*Given request*:
Convert the stretch of the records below that opens with the line containing "One point lands on every instance of the mustache, laid" and closes with the line containing "pixel 509 241", both included, into a Markdown table with columns Row and Line. Number each line and skip blank ones.

*Material*:
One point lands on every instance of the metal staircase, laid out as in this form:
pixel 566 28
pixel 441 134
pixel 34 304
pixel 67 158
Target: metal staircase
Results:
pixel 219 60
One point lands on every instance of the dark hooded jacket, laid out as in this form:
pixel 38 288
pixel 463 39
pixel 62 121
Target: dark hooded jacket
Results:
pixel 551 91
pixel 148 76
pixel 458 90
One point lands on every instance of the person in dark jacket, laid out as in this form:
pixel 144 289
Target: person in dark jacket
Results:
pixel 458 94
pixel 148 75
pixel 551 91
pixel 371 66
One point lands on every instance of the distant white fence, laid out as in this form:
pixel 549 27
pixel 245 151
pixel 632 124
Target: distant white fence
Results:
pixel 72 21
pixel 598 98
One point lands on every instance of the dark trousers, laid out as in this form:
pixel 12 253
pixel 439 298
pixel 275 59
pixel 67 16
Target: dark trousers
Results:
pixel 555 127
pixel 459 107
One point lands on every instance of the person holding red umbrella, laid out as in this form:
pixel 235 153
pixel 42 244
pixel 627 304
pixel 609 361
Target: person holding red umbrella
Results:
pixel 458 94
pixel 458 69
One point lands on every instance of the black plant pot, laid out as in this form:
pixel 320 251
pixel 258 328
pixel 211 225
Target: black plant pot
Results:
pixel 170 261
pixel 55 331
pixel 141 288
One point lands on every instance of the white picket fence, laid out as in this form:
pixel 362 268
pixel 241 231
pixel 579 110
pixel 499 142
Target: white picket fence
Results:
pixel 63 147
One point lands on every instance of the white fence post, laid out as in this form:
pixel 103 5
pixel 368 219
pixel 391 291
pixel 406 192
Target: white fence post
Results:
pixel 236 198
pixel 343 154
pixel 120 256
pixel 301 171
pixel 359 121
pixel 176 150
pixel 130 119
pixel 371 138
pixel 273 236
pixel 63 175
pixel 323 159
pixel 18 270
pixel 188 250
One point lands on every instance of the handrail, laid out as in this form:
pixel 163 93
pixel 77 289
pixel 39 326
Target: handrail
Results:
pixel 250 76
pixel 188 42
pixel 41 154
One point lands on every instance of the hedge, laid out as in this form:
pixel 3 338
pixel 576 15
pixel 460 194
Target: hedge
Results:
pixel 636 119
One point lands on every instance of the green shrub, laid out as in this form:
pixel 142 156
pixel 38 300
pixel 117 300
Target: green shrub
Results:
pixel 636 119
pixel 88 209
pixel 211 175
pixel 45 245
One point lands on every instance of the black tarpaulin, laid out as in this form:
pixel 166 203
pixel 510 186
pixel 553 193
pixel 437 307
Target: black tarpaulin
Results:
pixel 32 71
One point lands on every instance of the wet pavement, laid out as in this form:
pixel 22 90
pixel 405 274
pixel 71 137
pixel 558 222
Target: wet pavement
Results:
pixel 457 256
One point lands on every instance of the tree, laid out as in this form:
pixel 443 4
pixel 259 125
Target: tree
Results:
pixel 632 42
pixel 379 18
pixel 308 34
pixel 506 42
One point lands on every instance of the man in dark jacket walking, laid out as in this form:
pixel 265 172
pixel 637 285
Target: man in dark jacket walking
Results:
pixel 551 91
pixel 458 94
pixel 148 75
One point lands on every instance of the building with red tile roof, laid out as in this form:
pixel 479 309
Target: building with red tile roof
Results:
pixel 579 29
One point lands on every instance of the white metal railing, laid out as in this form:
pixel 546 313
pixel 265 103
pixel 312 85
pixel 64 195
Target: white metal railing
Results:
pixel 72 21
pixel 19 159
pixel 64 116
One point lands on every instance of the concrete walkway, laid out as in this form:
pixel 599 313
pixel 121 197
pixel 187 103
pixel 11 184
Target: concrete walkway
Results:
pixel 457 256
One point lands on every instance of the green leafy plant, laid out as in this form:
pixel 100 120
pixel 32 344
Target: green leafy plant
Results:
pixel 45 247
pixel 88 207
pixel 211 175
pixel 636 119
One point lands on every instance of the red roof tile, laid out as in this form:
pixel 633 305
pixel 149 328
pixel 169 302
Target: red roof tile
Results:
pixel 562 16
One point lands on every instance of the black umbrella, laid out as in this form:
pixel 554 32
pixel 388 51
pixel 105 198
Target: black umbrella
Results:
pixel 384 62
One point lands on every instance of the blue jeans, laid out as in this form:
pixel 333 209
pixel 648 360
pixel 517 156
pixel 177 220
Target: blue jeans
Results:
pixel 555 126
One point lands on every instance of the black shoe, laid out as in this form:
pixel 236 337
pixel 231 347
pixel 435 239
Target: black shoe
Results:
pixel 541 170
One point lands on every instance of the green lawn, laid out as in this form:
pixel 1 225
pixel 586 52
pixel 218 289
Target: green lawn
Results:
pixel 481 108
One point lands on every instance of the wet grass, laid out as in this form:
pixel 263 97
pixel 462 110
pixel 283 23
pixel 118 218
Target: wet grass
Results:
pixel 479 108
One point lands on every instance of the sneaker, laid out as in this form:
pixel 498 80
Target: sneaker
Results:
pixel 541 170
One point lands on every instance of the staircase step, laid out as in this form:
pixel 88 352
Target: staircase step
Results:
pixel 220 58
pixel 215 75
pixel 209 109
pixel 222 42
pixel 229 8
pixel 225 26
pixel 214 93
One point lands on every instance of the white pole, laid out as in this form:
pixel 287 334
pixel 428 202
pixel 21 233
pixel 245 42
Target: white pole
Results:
---
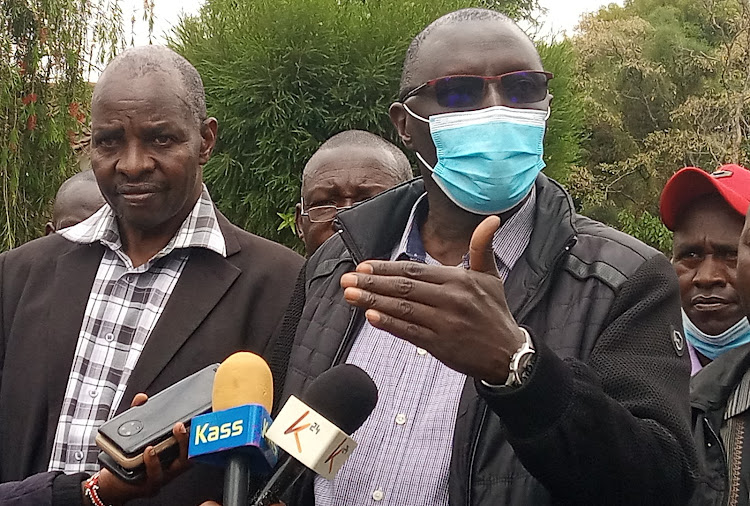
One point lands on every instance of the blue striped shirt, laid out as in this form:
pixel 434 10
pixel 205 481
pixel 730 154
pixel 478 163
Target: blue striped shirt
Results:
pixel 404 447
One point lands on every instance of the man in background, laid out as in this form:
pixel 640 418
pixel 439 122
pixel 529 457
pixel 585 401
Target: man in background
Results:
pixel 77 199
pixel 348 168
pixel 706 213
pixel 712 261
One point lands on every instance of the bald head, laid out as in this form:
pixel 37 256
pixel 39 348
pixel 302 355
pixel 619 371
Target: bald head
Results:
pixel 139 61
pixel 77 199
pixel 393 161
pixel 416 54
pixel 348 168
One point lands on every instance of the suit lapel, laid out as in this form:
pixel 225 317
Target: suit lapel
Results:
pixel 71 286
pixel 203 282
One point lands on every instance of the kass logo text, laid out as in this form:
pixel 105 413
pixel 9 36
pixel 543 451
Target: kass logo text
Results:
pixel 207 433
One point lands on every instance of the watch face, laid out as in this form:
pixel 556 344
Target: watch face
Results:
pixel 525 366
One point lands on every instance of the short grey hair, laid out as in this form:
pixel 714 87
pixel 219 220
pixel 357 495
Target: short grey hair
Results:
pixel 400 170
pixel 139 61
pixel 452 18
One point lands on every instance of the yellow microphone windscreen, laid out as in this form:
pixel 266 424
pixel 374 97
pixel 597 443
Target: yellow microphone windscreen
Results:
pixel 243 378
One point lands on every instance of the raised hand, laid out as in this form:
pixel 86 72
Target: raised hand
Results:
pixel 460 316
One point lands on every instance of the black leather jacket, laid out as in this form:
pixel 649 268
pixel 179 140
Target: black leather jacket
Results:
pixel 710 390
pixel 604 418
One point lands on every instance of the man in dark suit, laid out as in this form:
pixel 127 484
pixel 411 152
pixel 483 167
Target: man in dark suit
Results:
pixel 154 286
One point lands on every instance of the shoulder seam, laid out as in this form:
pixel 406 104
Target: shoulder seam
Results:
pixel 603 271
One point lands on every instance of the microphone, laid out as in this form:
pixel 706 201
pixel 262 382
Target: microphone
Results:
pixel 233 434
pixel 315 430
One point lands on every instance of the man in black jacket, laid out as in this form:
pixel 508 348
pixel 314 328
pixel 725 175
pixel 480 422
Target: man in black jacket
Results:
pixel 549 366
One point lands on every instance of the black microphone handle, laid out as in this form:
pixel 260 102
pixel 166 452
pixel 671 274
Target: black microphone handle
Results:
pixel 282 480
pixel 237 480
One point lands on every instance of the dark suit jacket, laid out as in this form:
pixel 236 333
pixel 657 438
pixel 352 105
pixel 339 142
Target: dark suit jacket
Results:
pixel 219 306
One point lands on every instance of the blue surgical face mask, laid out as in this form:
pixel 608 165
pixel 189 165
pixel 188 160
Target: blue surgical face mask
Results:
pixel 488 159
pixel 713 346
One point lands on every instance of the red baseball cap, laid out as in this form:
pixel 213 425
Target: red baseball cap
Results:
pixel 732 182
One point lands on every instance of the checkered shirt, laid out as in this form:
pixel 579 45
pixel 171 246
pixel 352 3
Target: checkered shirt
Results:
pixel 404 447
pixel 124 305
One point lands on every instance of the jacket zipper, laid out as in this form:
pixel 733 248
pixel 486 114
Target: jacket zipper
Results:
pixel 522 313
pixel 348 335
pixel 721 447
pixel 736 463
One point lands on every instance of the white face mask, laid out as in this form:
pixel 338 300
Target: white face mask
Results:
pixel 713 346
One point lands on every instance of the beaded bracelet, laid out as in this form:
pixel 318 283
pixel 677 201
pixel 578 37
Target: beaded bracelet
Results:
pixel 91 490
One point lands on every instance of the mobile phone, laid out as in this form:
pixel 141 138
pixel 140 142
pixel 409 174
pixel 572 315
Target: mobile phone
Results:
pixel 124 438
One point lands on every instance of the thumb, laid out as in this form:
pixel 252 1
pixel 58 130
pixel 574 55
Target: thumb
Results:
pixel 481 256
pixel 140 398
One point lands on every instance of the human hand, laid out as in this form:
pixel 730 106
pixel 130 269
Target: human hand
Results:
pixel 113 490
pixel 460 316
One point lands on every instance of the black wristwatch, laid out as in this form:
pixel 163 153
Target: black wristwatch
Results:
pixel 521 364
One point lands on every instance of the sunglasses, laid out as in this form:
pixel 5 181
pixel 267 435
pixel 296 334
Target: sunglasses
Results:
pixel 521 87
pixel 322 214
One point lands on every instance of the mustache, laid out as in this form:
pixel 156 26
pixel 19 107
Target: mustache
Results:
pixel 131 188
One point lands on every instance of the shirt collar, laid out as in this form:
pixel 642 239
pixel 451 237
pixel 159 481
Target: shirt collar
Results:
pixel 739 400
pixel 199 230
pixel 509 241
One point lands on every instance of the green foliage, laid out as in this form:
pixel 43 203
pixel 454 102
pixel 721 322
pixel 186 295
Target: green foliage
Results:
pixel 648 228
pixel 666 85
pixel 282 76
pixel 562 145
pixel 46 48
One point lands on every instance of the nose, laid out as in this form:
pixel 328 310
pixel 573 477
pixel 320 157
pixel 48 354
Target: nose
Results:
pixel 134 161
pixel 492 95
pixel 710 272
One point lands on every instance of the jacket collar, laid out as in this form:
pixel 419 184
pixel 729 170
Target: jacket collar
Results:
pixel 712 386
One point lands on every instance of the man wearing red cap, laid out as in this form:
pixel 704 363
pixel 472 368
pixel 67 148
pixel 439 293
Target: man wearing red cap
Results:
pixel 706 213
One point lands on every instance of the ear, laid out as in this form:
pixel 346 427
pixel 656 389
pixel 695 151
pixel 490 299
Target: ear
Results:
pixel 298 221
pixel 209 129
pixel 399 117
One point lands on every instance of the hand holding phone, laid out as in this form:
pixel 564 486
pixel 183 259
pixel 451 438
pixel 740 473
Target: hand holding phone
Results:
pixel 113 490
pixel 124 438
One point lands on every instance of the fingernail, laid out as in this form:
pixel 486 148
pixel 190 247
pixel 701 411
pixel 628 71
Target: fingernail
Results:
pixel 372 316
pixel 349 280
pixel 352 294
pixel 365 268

*Output of the task*:
| Row | Line |
|---|---|
| 1 | One point lands on every instance of the mustache, laid out as in this form: |
| 2 | pixel 156 26 |
| 3 | pixel 19 107 |
| 4 | Target: mustache |
| 5 | Results: |
| 6 | pixel 131 188 |
| 7 | One point lands on every instance of the shirt collar, laid out as in this form: |
| 8 | pixel 642 239 |
| 9 | pixel 451 237 |
| 10 | pixel 159 481 |
| 11 | Target: shirt collar |
| 12 | Results: |
| 13 | pixel 739 400 |
| 14 | pixel 199 230 |
| 15 | pixel 509 241 |